====== TESTO FORNITO
Aspetto forse più nocivo e socialmente retrivo è la gratuità riservata ai residenti del solo comune di Roma, che escluderà (a meno che non venga corretta estensivamente) i cittadini dei comuni dell’area metropolitana di Roma e quelli del Lazio: migliaia di persone che quotidianamente lavorano, studiano e recano il loro apporto alla vita della Capitale e le cui esistenze orbitano attorno a essa; ma che, a causa di costi abitativi sproporzionati (e combattendo disperatamente contro un servizio di trasporto pubblico disastroso) sono esiliati oltre i confini del Grande Raccordo Anulare. Con questa misura classista si distrugge un’idea di Roma e di cittadinanza realistica e democratica, che superi l’antiquata dicotomia centro/periferia e coinvolga un territorio ben più ampio ma egualmente partecipe delle dinamiche romane.
MUSEI A PAGAMENTO: SOLO L’INIZIO?
Più desolante di questa constatazione, c’è soltanto la previsione che, dopo il precedente costituito dal Pantheon, in futuro potranno essere sottoposti a pagamento anche gli ingressi in tutte le altre chiese storiche del centro di Roma, quelle che costituiscono il tessuto di un incredibile museo a cielo aperto, e che sostengono e arricchiscono, nel loro straordinario insieme, proprio le numerose e importanti presenze museali a pagamento che costellano quel tessuto. Insomma, potremmo ritrovarci a pagare per entrare a salutare Ludovica in San Francesco a Ripa, pagare per giocare alla Tosca davanti al Domenichino e sotto la cupola del Lanfranco a Sant’Andrea della Valle, pagare per meravigliarci della macchina barocca del Gesù o per precipitare verso l’alto sotto la volta di Sant’Ignazio. Chi trascura che questa bellezza e questa storia sono parte integrante della città, una parte ineffabile e irrecuperabile, una volta che sia stata alienata, della vita quotidiana, affettiva e personale di chi frequenta Roma; chi questo non lo capisce perché non ci crede, non lo vive, non lo percepisce, e magari tuona contro un poco di zuppa di piselli o di vernice lavabile, aggiunge un velo di tristezza e di povertà su Roma, e le toglie qualcosa proprio nel momento in cui dichiara di volerla arricchire.
============
====== DATI FORNITI
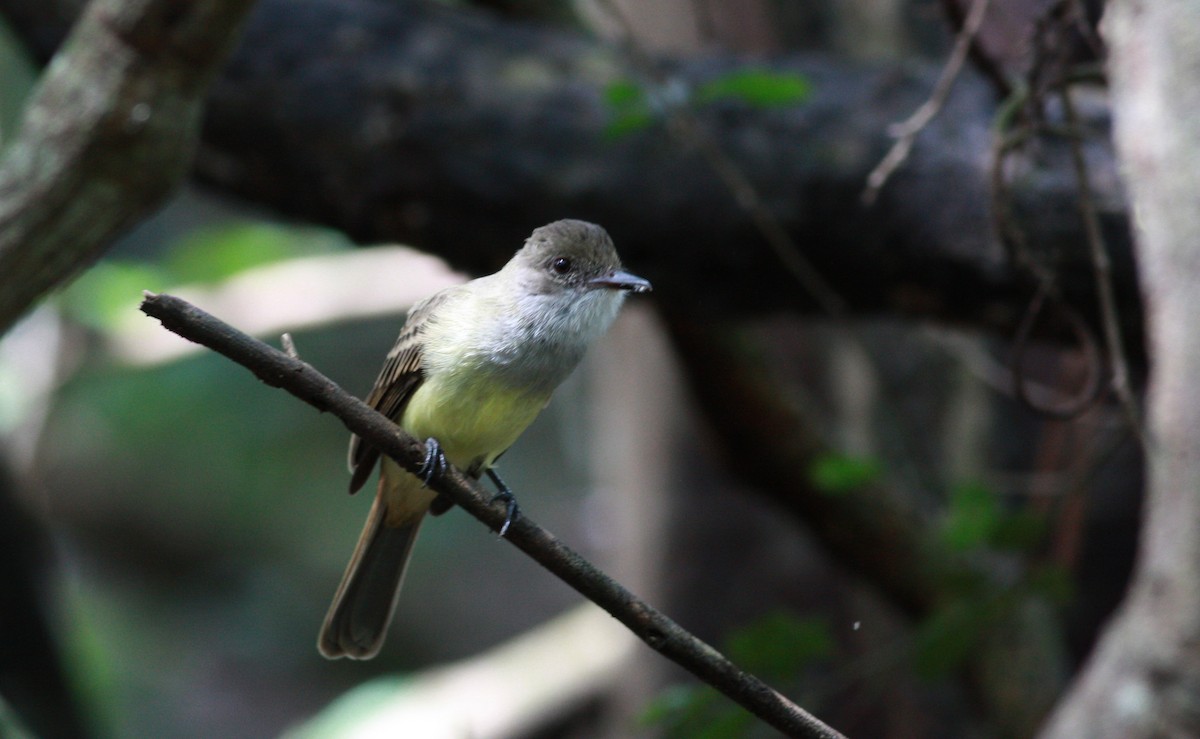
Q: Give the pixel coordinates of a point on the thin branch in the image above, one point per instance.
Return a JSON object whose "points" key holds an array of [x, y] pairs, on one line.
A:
{"points": [[907, 130], [277, 370]]}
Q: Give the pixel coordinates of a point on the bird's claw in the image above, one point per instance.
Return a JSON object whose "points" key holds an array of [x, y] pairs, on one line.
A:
{"points": [[511, 510], [435, 462]]}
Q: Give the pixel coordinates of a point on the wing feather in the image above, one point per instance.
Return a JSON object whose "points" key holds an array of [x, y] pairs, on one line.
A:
{"points": [[399, 379]]}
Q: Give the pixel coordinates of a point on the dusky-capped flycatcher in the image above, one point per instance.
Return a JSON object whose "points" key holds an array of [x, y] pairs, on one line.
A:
{"points": [[473, 366]]}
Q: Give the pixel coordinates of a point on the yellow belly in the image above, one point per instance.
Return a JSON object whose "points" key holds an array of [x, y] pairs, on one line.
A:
{"points": [[473, 419]]}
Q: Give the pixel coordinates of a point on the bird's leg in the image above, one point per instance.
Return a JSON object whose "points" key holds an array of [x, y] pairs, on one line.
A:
{"points": [[435, 462], [507, 496]]}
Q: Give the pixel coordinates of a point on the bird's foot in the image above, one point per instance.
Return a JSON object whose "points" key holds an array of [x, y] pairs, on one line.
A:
{"points": [[510, 500], [435, 462]]}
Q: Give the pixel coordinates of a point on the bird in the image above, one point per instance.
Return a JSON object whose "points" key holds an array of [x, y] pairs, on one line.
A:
{"points": [[473, 366]]}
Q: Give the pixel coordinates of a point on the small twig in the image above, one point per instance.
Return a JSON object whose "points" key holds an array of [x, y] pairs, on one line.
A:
{"points": [[277, 370], [289, 347], [907, 130], [1093, 386], [1102, 271]]}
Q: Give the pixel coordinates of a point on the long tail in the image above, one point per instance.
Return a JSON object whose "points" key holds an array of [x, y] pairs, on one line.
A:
{"points": [[366, 599]]}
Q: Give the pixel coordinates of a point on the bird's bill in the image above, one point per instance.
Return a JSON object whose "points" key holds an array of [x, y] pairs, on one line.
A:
{"points": [[621, 280]]}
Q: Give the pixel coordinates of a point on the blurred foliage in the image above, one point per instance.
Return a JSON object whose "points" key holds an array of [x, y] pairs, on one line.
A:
{"points": [[635, 107], [18, 74], [976, 518], [778, 649], [978, 526], [756, 88], [102, 296], [838, 474]]}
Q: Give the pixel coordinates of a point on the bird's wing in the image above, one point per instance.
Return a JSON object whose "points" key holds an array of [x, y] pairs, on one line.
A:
{"points": [[399, 379]]}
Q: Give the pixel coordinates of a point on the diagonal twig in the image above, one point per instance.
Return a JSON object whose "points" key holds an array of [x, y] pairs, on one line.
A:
{"points": [[907, 130], [299, 378]]}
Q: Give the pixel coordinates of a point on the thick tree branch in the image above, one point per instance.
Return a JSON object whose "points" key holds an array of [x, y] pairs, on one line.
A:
{"points": [[456, 131], [108, 133], [279, 370], [1144, 677]]}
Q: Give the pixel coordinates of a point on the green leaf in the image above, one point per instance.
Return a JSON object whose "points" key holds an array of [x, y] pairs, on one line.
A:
{"points": [[837, 474], [972, 518], [628, 107], [111, 290], [759, 88], [624, 94]]}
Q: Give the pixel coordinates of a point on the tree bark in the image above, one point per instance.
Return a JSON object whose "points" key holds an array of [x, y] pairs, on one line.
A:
{"points": [[1144, 679], [457, 132], [108, 133]]}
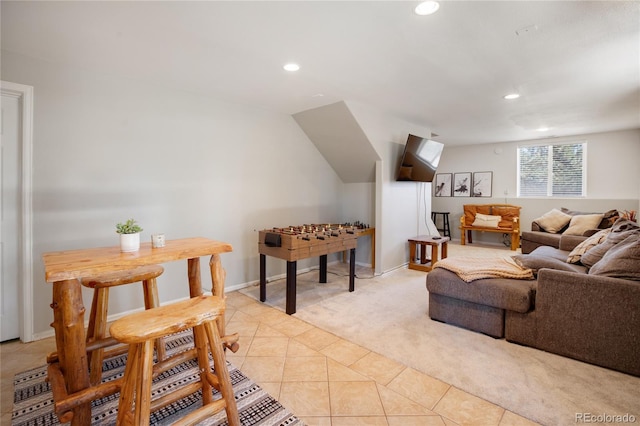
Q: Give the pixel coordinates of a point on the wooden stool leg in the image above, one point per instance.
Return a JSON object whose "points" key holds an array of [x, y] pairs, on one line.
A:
{"points": [[218, 277], [151, 300], [97, 331], [143, 384], [200, 341], [125, 405], [222, 372]]}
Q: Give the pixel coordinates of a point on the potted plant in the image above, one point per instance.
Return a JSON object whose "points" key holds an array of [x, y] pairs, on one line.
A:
{"points": [[129, 235]]}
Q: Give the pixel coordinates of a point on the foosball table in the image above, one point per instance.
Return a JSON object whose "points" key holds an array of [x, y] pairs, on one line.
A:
{"points": [[295, 243]]}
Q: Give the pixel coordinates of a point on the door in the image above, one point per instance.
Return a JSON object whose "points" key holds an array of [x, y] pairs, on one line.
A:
{"points": [[10, 125]]}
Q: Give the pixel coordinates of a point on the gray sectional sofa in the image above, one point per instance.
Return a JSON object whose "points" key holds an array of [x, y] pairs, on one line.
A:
{"points": [[539, 236], [587, 312]]}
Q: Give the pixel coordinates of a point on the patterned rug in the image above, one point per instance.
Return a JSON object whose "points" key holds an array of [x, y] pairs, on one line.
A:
{"points": [[33, 400]]}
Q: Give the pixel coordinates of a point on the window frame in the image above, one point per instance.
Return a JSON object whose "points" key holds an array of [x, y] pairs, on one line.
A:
{"points": [[549, 192]]}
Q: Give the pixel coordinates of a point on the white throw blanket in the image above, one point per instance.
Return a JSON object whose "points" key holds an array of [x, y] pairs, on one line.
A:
{"points": [[471, 269]]}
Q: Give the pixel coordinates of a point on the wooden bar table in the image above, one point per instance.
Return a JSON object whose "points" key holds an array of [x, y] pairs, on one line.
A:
{"points": [[65, 268]]}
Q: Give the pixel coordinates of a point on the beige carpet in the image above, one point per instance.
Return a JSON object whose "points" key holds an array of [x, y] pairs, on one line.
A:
{"points": [[388, 314]]}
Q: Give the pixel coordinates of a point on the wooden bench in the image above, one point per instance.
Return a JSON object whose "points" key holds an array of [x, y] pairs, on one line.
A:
{"points": [[509, 222]]}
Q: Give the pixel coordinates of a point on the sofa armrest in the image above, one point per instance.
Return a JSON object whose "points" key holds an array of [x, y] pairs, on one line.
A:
{"points": [[591, 318]]}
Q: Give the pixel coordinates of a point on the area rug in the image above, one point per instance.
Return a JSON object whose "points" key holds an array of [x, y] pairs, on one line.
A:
{"points": [[33, 400], [388, 314]]}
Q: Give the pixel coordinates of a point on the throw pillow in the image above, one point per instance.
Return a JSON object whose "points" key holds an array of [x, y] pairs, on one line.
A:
{"points": [[581, 223], [620, 230], [553, 221], [535, 263], [508, 214], [622, 261], [592, 241], [486, 220], [609, 219]]}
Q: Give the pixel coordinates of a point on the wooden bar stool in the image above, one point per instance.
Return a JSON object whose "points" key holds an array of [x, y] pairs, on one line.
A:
{"points": [[140, 330], [96, 333]]}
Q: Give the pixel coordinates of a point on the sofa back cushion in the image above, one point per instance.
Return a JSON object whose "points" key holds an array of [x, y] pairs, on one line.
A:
{"points": [[553, 221], [620, 230], [589, 243], [582, 223], [621, 261]]}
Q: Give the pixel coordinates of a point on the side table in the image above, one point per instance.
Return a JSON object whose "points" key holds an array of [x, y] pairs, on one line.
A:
{"points": [[424, 264]]}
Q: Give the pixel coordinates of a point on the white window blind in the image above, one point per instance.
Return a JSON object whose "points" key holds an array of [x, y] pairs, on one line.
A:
{"points": [[552, 170]]}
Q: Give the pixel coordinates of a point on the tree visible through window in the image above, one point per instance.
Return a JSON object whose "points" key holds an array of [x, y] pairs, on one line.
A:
{"points": [[552, 170]]}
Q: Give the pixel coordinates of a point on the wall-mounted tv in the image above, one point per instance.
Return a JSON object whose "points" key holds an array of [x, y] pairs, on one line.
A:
{"points": [[419, 160]]}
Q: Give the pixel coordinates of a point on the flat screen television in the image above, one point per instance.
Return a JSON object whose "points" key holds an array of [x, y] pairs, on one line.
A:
{"points": [[419, 160]]}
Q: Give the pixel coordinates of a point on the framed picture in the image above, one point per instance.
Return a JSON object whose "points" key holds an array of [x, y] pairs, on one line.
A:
{"points": [[443, 185], [462, 184], [482, 182]]}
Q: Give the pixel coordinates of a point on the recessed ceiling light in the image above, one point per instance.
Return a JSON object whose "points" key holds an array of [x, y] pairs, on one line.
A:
{"points": [[292, 67], [427, 7]]}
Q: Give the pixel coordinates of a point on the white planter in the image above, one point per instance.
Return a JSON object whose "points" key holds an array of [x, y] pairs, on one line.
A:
{"points": [[129, 242]]}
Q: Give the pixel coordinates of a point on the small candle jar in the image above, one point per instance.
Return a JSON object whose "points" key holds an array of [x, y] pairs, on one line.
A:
{"points": [[157, 240]]}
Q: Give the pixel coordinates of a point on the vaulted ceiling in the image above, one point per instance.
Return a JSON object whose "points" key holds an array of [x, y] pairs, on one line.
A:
{"points": [[576, 64]]}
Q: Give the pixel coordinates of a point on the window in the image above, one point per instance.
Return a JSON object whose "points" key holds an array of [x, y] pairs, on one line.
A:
{"points": [[552, 170]]}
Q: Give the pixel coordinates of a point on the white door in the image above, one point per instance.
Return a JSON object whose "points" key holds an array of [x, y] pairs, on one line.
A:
{"points": [[10, 125]]}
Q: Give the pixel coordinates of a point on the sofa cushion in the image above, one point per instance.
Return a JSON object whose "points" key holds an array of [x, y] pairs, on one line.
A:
{"points": [[592, 241], [536, 262], [581, 223], [554, 253], [621, 261], [620, 230], [486, 221], [542, 238], [503, 293], [553, 221]]}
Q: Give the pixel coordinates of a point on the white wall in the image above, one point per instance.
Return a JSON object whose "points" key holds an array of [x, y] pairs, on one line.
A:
{"points": [[401, 207], [107, 149], [613, 177]]}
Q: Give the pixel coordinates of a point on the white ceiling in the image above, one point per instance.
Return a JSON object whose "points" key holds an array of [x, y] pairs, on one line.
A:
{"points": [[578, 71]]}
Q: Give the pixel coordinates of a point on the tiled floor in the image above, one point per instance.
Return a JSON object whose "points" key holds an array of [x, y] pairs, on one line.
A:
{"points": [[323, 379]]}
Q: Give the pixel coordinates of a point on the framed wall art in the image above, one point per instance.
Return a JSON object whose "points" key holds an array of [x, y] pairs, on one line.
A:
{"points": [[443, 186], [462, 184], [482, 182]]}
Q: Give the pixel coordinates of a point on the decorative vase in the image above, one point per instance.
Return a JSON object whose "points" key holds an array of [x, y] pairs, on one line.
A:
{"points": [[129, 242]]}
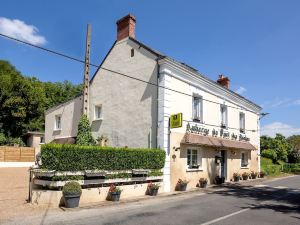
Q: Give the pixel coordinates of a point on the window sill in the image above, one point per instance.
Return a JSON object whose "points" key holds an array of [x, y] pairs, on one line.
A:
{"points": [[99, 119], [194, 170], [245, 167]]}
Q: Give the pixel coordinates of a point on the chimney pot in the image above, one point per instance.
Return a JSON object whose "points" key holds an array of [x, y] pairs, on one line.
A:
{"points": [[224, 81], [126, 27]]}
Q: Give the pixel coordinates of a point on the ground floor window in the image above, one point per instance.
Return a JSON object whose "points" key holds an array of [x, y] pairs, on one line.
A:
{"points": [[194, 159], [244, 159]]}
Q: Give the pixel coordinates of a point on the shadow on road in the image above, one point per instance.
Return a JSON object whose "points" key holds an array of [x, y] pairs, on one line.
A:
{"points": [[280, 200]]}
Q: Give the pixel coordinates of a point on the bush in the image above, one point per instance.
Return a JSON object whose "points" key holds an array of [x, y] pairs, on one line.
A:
{"points": [[72, 188], [74, 157], [270, 154]]}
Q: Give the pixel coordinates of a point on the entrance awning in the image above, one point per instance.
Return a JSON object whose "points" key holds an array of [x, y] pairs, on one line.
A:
{"points": [[196, 139]]}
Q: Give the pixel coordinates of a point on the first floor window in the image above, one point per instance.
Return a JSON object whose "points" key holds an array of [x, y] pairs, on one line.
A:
{"points": [[193, 159], [98, 112], [57, 125], [244, 159], [197, 108]]}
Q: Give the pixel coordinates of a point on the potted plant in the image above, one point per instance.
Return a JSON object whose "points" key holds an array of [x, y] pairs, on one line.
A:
{"points": [[253, 174], [236, 177], [245, 176], [219, 180], [203, 182], [262, 174], [114, 193], [72, 192], [153, 189], [181, 185]]}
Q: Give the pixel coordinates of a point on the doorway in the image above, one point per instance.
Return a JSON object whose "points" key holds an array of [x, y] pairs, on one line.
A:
{"points": [[224, 164]]}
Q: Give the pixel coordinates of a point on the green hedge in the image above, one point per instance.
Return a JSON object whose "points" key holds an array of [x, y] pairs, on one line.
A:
{"points": [[74, 157]]}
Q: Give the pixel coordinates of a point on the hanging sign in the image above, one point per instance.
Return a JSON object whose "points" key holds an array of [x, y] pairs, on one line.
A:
{"points": [[176, 120]]}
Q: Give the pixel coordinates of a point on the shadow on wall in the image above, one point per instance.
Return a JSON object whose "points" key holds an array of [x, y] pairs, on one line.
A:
{"points": [[278, 200]]}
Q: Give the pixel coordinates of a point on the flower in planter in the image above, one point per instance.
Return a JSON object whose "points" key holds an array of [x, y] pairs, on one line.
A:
{"points": [[181, 184], [236, 177], [152, 189], [72, 192], [203, 182], [253, 174], [245, 176], [262, 174], [114, 193]]}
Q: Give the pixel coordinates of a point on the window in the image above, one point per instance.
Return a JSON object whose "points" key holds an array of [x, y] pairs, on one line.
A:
{"points": [[197, 108], [98, 112], [242, 122], [194, 160], [244, 159], [223, 116], [57, 125]]}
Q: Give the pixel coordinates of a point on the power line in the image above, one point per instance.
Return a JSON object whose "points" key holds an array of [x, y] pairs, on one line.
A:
{"points": [[113, 71]]}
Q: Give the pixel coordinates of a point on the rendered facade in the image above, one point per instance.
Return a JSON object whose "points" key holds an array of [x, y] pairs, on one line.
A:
{"points": [[220, 129]]}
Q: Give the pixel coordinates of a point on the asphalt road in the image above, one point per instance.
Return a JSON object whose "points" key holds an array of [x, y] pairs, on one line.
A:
{"points": [[273, 202]]}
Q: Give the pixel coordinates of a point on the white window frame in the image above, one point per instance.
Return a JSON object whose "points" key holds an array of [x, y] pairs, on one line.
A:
{"points": [[198, 110], [224, 118], [96, 108], [191, 155], [242, 123], [56, 127], [245, 165]]}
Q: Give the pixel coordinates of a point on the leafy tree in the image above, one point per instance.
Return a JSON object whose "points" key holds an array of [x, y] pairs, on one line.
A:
{"points": [[23, 100], [294, 156], [84, 135]]}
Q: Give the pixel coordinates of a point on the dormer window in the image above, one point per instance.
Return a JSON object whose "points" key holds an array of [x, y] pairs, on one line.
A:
{"points": [[197, 109]]}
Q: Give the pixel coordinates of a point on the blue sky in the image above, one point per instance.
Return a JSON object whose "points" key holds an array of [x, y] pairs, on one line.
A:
{"points": [[255, 43]]}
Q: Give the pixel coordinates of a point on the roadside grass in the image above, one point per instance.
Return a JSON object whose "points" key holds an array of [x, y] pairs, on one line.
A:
{"points": [[279, 168]]}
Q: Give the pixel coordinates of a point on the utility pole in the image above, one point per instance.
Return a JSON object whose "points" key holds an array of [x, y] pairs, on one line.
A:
{"points": [[86, 81]]}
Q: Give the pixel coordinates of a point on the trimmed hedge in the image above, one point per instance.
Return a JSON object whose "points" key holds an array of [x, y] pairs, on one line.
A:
{"points": [[74, 157]]}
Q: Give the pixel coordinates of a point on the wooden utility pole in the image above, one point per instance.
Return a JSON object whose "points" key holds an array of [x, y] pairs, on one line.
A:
{"points": [[86, 81]]}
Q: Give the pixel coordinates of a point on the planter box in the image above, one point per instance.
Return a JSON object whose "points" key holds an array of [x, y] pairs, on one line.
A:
{"points": [[114, 196], [181, 187], [43, 173], [71, 201], [152, 192], [95, 173]]}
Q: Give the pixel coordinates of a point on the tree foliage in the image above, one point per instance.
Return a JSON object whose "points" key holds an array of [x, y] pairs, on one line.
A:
{"points": [[277, 148], [84, 135], [23, 100]]}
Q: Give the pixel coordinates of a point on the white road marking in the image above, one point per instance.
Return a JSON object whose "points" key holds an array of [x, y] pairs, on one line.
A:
{"points": [[225, 217], [260, 185]]}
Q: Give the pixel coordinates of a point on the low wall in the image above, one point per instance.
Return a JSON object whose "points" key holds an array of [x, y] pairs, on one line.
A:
{"points": [[17, 154], [89, 195]]}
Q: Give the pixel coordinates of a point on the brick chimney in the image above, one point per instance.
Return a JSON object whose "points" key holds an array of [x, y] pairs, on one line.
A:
{"points": [[224, 81], [126, 27]]}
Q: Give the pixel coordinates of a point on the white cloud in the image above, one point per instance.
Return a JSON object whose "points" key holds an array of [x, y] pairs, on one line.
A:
{"points": [[20, 30], [278, 127], [241, 90]]}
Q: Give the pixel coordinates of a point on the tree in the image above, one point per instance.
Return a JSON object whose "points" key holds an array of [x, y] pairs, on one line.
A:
{"points": [[23, 100], [294, 156], [84, 135]]}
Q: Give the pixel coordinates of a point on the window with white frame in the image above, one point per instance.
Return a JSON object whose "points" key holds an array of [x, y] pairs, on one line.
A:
{"points": [[197, 108], [57, 125], [223, 109], [244, 159], [194, 159], [242, 122], [98, 112]]}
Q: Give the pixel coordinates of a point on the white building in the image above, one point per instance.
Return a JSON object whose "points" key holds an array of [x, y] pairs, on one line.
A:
{"points": [[220, 129]]}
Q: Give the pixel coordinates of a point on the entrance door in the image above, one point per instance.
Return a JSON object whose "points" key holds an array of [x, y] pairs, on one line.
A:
{"points": [[223, 164]]}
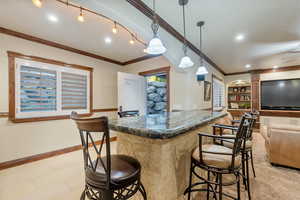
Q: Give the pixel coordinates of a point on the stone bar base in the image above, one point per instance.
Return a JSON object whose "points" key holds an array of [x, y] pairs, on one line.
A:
{"points": [[165, 162]]}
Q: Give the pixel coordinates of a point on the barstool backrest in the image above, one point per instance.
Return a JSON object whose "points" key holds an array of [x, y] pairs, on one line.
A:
{"points": [[252, 120], [240, 135], [93, 130]]}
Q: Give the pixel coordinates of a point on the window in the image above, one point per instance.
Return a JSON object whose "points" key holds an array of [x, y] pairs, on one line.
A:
{"points": [[218, 94], [48, 90]]}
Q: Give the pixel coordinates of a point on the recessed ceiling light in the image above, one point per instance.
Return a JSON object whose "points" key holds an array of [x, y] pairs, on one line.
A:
{"points": [[107, 40], [52, 18], [240, 37]]}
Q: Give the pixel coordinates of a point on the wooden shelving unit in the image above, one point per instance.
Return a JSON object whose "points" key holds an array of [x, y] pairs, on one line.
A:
{"points": [[239, 97]]}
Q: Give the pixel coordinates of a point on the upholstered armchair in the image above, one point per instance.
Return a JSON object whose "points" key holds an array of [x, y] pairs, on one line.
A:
{"points": [[282, 144]]}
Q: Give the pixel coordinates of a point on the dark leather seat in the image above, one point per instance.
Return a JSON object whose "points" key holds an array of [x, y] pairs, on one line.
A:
{"points": [[124, 169], [111, 177]]}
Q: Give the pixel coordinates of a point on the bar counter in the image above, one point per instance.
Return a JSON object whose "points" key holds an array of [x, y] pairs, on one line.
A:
{"points": [[163, 144]]}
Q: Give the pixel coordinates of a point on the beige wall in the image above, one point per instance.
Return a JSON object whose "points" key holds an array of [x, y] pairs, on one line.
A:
{"points": [[20, 140], [185, 91]]}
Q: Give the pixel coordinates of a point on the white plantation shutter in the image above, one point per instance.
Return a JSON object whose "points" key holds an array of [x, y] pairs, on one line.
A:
{"points": [[47, 90], [74, 91], [38, 89], [218, 94]]}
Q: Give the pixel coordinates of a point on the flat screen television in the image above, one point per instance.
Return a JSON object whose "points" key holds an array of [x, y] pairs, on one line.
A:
{"points": [[280, 94]]}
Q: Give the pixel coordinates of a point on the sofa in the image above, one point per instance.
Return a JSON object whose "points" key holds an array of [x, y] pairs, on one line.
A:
{"points": [[282, 144]]}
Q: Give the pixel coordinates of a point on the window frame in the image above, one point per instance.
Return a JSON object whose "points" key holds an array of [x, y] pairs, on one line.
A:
{"points": [[15, 61], [214, 77]]}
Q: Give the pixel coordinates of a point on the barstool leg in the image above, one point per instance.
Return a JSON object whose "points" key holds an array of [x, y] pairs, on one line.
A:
{"points": [[220, 187], [252, 163], [143, 191], [248, 176], [243, 170], [190, 182], [238, 186], [208, 179], [82, 197]]}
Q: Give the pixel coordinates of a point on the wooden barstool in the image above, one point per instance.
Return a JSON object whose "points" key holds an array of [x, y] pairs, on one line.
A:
{"points": [[217, 160], [247, 149], [107, 177], [128, 113]]}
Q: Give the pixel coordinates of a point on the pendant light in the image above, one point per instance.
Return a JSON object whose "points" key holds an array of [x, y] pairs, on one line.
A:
{"points": [[155, 45], [201, 69], [185, 61], [37, 3]]}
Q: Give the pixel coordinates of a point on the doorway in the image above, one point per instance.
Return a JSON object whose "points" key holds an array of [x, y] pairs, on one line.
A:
{"points": [[157, 90]]}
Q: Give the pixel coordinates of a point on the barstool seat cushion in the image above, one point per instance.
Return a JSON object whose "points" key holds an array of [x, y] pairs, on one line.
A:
{"points": [[123, 169], [230, 142], [216, 160]]}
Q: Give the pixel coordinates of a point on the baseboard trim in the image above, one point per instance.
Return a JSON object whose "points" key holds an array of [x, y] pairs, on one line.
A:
{"points": [[29, 159]]}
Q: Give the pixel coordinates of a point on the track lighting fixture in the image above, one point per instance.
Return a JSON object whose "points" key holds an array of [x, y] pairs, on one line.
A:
============
_REQUISITI DEL COMPITO_.
**A)** Trascrivi dal testo fornito il brano che si apre con le parole contenenti "Aspetto forse più" e si chiude con "PAGAMENTO: SOLO L’INIZIO?".
**B)** Secondo il testo fornito, a chi è riservata la gratuità?

_RISPOSTE PER VOCE_.
**A)**
Aspetto forse più nocivo e socialmente retrivo è la gratuità riservata ai residenti del solo comune di Roma, che escluderà (a meno che non venga corretta estensivamente) i cittadini dei comuni dell’area metropolitana di Roma e quelli del Lazio: migliaia di persone che quotidianamente lavorano, studiano e recano il loro apporto alla vita della Capitale e le cui esistenze orbitano attorno a essa; ma che, a causa di costi abitativi sproporzionati (e combattendo disperatamente contro un servizio di trasporto pubblico disastroso) sono esiliati oltre i confini del Grande Raccordo Anulare. Con questa misura classista si distrugge un’idea di Roma e di cittadinanza realistica e democratica, che superi l’antiquata dicotomia centro/periferia e coinvolga un territorio ben più ampio ma egualmente partecipe delle dinamiche romane.
MUSEI A PAGAMENTO: SOLO L’INIZIO?

**B)** Ai residenti del solo comune di Roma.